Stored data entries:
───

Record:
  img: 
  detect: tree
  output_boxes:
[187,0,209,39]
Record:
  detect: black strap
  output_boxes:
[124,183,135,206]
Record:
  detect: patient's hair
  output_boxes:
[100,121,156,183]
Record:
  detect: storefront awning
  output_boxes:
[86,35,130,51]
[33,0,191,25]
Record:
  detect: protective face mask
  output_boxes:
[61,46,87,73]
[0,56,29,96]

───

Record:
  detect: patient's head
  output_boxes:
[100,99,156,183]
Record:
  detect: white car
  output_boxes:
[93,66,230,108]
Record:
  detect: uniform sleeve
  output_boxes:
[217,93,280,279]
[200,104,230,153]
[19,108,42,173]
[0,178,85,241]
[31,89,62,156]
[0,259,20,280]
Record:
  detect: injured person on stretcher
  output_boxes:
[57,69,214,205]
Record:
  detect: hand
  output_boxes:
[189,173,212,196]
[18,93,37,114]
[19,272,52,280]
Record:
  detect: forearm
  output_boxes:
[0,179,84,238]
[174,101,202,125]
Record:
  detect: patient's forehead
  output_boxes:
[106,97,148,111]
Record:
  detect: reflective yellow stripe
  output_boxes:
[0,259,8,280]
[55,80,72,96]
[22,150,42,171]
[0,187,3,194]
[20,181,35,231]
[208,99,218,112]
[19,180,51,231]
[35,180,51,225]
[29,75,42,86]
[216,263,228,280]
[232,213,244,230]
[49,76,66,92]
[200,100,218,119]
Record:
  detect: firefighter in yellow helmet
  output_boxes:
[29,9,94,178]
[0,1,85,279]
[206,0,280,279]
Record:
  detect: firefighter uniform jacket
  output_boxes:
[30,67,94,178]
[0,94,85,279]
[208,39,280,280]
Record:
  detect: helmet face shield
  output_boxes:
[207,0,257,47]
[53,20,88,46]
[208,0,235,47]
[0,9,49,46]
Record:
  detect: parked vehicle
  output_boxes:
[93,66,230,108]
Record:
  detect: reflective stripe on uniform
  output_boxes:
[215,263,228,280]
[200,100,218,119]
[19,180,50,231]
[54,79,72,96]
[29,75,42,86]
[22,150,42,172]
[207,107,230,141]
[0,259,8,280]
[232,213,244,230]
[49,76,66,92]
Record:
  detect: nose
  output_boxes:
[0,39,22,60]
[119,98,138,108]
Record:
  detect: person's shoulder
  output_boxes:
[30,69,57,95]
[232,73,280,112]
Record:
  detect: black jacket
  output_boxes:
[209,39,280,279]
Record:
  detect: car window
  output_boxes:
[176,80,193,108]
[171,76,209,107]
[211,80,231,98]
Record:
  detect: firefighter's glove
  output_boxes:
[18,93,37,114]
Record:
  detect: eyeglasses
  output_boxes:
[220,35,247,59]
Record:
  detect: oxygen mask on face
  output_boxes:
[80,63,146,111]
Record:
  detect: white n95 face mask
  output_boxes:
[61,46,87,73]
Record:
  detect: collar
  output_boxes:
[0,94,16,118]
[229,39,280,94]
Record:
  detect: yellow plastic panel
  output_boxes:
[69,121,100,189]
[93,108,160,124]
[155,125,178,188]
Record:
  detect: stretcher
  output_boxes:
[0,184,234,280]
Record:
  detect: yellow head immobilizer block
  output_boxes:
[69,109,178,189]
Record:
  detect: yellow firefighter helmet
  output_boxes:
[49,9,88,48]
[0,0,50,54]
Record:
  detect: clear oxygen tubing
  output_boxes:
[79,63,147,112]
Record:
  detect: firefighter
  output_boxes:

───

• EXERCISE REQUIREMENTS
Filtering the entries above by the word "stretcher", copy each line that matches.

• SOLVED EXERCISE
  detect: injured person on stretcher
  detect: stretcher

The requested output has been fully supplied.